SELECTED EXCERPT
※

In [29], an attention model is used for audio tagging of Google Audio Set [30]. The authors investigate Multi Instance-Learning (MIL) problem for weakly labeled audio set classification by introducing the attention model for probabilistic learning, where attention is used with a fully connected neural network for multi-label classification on audio. Multi-head attention is used in [31], where authors elaborate the implication to extract information from multiple representation sub-spaces at various positions by the ability of multi-head to attend to different interpretations within the data jointly. The multi-head attention is useful for obtaining different contexts within the information which improve the efficiency of the model.

In this paper, we present a novel end-to-end binary view transformer-based architecture for speech recognition to cope with the frequency resolution problem. Firstly, the input audio signal is transformed into a 2D image using Mel-spectrogram. Secondly, the multi-view mechanism is used to enhance the frequency resolution in the image. In addition, the Modified universal transformers utilized the multi-head attention to derive contextual information and derive different speech-related features. A feed-forward neural network is also deployed for classification. The proposed system is discussed in details in the Section 5. Moreover, the proposed system has generated robust results on Google's speech command dataset with an accuracy of 95.16% and with minimal loss. The binary-view transformer eradicates the eventuality of the over-fitting problem by deploying a multi-view mechanism to diversify the input data, and multi-head attention captures multiple contexts from the data's feature map.

※

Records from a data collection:
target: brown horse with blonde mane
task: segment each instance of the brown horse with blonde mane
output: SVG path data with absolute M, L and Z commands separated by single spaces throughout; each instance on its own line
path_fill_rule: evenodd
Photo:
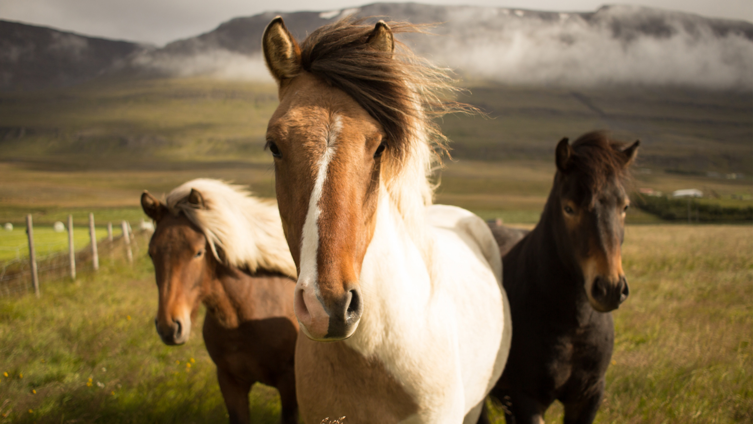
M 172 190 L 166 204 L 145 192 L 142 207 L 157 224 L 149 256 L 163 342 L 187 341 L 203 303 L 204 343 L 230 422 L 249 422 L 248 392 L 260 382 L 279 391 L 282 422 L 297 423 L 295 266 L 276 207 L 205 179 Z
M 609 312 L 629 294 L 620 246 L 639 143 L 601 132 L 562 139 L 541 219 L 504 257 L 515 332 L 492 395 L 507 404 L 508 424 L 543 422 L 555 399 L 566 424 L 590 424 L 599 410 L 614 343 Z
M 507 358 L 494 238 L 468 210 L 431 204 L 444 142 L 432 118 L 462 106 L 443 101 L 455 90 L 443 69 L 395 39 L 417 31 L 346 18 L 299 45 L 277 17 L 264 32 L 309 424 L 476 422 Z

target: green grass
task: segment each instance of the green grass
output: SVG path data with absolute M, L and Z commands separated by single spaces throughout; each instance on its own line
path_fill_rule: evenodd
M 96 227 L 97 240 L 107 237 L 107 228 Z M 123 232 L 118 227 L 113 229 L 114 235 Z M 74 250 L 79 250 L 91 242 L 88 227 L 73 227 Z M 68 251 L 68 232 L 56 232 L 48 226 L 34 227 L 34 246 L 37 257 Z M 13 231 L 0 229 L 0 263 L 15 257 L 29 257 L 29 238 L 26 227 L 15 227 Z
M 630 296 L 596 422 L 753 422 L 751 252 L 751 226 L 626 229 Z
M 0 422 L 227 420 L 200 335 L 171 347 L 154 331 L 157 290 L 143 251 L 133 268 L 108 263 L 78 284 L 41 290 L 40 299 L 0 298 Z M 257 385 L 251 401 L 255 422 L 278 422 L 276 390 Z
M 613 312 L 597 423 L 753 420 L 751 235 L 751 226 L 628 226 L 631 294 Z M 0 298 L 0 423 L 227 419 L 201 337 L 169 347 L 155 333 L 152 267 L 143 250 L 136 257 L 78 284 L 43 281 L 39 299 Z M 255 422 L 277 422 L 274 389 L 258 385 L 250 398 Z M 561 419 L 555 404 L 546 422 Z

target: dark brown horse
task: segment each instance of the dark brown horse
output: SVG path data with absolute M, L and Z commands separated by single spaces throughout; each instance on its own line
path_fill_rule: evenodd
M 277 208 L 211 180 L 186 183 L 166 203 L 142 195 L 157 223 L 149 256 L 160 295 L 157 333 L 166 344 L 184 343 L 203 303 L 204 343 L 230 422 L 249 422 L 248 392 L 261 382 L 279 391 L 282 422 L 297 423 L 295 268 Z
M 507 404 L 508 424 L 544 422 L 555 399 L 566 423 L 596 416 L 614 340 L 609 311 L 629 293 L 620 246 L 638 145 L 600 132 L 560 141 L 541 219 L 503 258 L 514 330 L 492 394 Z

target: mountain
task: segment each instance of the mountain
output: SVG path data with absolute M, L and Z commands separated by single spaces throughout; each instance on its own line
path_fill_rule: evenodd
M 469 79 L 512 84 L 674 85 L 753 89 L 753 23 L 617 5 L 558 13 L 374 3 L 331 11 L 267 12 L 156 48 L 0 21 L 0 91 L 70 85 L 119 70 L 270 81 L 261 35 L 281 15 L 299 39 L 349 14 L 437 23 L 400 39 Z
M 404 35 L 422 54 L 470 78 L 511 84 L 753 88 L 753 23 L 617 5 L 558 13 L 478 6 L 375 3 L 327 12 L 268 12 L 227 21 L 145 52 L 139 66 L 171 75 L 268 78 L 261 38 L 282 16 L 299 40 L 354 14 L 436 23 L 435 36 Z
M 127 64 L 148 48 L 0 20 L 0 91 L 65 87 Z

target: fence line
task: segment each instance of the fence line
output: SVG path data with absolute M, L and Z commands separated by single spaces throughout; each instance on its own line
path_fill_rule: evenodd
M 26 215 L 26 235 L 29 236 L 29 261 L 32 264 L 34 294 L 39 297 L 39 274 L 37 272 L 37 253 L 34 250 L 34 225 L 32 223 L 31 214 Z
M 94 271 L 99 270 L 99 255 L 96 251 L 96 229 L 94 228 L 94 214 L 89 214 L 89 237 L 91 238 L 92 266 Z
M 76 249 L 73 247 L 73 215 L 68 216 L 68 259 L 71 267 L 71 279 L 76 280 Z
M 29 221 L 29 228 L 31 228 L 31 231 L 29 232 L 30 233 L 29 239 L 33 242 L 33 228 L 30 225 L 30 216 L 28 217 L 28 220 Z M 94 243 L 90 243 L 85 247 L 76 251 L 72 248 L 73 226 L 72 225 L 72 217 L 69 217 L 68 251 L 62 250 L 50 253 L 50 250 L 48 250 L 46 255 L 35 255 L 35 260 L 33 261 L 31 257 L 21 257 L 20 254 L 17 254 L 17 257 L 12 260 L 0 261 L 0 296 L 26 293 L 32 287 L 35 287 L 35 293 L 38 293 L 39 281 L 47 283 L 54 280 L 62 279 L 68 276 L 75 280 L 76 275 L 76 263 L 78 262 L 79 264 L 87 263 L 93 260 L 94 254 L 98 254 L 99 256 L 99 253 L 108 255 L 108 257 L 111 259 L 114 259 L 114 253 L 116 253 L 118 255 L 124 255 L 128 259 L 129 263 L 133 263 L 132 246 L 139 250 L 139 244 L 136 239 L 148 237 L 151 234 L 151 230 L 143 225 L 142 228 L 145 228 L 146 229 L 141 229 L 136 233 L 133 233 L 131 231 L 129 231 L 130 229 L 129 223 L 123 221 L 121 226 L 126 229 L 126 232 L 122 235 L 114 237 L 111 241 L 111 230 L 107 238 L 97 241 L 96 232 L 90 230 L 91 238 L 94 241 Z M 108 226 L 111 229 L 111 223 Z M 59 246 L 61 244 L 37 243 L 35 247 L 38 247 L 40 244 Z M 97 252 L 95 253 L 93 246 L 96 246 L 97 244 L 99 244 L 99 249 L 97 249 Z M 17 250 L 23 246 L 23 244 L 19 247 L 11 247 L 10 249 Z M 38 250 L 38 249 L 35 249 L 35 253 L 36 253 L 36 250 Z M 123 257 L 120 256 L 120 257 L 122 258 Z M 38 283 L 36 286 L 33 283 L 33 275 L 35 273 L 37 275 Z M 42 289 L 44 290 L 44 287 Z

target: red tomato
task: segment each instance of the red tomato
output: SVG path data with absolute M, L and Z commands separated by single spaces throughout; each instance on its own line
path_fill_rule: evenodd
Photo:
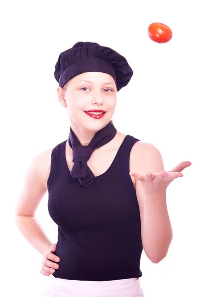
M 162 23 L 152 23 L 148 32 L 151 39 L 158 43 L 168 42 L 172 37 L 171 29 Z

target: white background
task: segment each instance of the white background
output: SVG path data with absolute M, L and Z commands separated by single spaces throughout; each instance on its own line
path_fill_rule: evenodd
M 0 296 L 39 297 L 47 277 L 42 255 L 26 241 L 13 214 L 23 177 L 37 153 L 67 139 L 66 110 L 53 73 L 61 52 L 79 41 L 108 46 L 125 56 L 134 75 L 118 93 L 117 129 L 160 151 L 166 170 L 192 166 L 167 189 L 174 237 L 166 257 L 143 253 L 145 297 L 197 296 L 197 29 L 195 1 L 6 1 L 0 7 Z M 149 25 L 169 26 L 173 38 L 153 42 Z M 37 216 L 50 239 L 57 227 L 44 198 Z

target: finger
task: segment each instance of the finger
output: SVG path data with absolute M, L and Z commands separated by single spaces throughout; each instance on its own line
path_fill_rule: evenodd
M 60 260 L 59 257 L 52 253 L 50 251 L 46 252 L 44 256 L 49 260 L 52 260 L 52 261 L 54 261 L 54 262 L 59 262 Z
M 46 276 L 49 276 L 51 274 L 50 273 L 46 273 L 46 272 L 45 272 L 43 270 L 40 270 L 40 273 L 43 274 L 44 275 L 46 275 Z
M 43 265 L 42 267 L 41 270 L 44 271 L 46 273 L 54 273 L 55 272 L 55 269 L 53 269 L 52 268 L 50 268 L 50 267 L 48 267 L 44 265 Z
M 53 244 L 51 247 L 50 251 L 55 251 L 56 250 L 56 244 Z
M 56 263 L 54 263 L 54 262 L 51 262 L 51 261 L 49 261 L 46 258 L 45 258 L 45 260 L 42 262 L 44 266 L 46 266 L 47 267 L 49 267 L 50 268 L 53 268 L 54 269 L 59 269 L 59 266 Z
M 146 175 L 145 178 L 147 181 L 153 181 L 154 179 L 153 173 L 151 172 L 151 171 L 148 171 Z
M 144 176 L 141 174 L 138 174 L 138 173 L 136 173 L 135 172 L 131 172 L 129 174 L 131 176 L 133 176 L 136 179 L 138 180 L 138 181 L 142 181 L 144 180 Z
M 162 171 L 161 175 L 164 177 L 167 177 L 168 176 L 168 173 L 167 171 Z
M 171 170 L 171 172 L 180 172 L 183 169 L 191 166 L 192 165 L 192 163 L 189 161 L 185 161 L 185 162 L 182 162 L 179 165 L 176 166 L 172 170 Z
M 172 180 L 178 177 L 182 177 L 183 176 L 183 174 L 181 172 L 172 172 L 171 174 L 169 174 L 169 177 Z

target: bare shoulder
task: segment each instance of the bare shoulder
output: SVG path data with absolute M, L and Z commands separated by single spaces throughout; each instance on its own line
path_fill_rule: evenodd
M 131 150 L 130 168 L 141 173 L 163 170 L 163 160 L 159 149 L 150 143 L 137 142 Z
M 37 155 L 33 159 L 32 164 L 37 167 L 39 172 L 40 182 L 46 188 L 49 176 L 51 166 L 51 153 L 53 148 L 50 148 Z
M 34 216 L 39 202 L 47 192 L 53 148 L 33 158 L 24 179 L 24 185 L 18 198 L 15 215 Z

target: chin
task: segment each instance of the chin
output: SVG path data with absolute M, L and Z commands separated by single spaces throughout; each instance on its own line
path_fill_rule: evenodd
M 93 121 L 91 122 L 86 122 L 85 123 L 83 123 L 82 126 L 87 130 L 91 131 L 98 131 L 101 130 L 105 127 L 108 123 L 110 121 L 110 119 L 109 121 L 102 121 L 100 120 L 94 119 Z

※

WHAT IS ASKED
A - Return the passage of the speech recognition excerpt starting with "In [29], an" and going on through "of the model.".
B - Take the speech recognition excerpt further, picking up right after its last sentence.
The listing was taken from a separate source.

RESPONSES TO THE TASKS
A -
In [29], an attention model is used for audio tagging of Google Audio Set [30]. The authors investigate Multi Instance-Learning (MIL) problem for weakly labeled audio set classification by introducing the attention model for probabilistic learning, where attention is used with a fully connected neural network for multi-label classification on audio. Multi-head attention is used in [31], where authors elaborate the implication to extract information from multiple representation sub-spaces at various positions by the ability of multi-head to attend to different interpretations within the data jointly. The multi-head attention is useful for obtaining different contexts within the information which improve the efficiency of the model.

B -
The rest of the paper is organized as follows: The Section 2 contains the speech perception and recognition by using AI, and the proposed system is discussed in the Section 3. The Section 4 includes the experiment steps and testing. Furthermore, the Section 5 includes the experiment results and discussions. Finally, the Section 6 concludes the research work.

2  Speech Perception and Recognition Using AI

Perception is the ability to systematically receive information, identify essential data features and then interpret that information, while recognition is the system's ability to identify the classification of data. To build a system using AI for the speech recognition, we need to have input data that is in the form of an audio signal. After pre-processing, the audio signal progresses to the speech recognition system, and the systems output will be a classification transcript of the audio. A microphone records the audio signal with a bit depth of 16 (recorded signal in time domain having values of 2 * 16). Audio is recorded at 16 kilohertz having a nitrous frequency of 8 kilohertz; the nitrous is a range of distinguished lower frequency, which is interpretable and differentiable by the brain for speech because most frequency changes happen at lower frequencies. The signal in the time domain is complicated to interpret, as the human ear can sense the intensity of frequency. Moreover, we use a pre-processing step to convert the signal into the frequency domain using Fourier transform, where the time-domain representation of the signal is transformed into a time-frequency domain.

The power spectral density of the audio signal for different bands of frequencies are shown in the Fig. 1, where the nitrous frequency range has most frequencies changes. We create a spectrogram by stacking periodogram adjacent to one another over time. The spectrogram is a colored 2D image representation of the audio.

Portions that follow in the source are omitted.